*Problemas:*
[1] Segundo o texto sobre a final de Roma, por quais parciais Jasmine Paolini venceu Coco Gauff?
[2] Reescreva o trecho do texto sobre a final de Roma desde "Uma vez terminado" até "perder uma final.", inclusive, trocando "Paolini" por "Jasmine Paolini".

─── Bloco de texto ───

No sábado passado, escreveu-se uma das páginas mais douradas do ténis feminino italiano. A tenaz Jasmine Paolini conquistou o torneio mais importante da sua carreira (pelo simbolismo do mesmo, pois já tinha ganho um torneio da mesma categoria no Dubai em 2024), ao bater na final do WTA 1000 de Roma a norte-americana Coco Gauff, pelos expressivos parciais de 6-4 e 6-2, em apenas uma hora e meia de jogo.
Uma vez terminado o jogo com mais um serviço ganhante, Paolini abriu os seus braços e soltou aquele sorriso bem rasgado, que já é a sua imagem de marca. Apesar do seu ténis ser bastante competitivo e da tenista italiana ser uma guerreira, também se carateriza pela sua boa disposição dentro do court, onde são constantes os momentos em que sorri de forma tremendamente genuína.
No fim do jogo, Coco Gauff deixou umas palavras de apreço à sua tenista adversária, dizendo que Paolini “é uma extraordinária pessoa e jogadora”. Não são muito frequentes as vezes que vemos alguém dentro do circuito feminino (que se pauta por uma generalizada rivalidade entre todas as tenistas), utilizar estes adjetivos tão enfáticos, depois de perder uma final.

─── Amostra de dados ───

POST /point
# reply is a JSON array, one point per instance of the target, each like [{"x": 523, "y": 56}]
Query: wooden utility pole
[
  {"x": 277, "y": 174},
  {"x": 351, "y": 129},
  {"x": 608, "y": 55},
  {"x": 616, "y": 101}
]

───

*Em resposta:*
[1] Por 6-4 e 6-2.

[2]
Uma vez terminado o jogo com mais um serviço ganhante, Jasmine Paolini abriu os seus braços e soltou aquele sorriso bem rasgado, que já é a sua imagem de marca. Apesar do seu ténis ser bastante competitivo e da tenista italiana ser uma guerreira, também se carateriza pela sua boa disposição dentro do court, onde são constantes os momentos em que sorri de forma tremendamente genuína.
No fim do jogo, Coco Gauff deixou umas palavras de apreço à sua tenista adversária, dizendo que Jasmine Paolini “é uma extraordinária pessoa e jogadora”. Não são muito frequentes as vezes que vemos alguém dentro do circuito feminino (que se pauta por uma generalizada rivalidade entre todas as tenistas), utilizar estes adjetivos tão enfáticos, depois de perder uma final.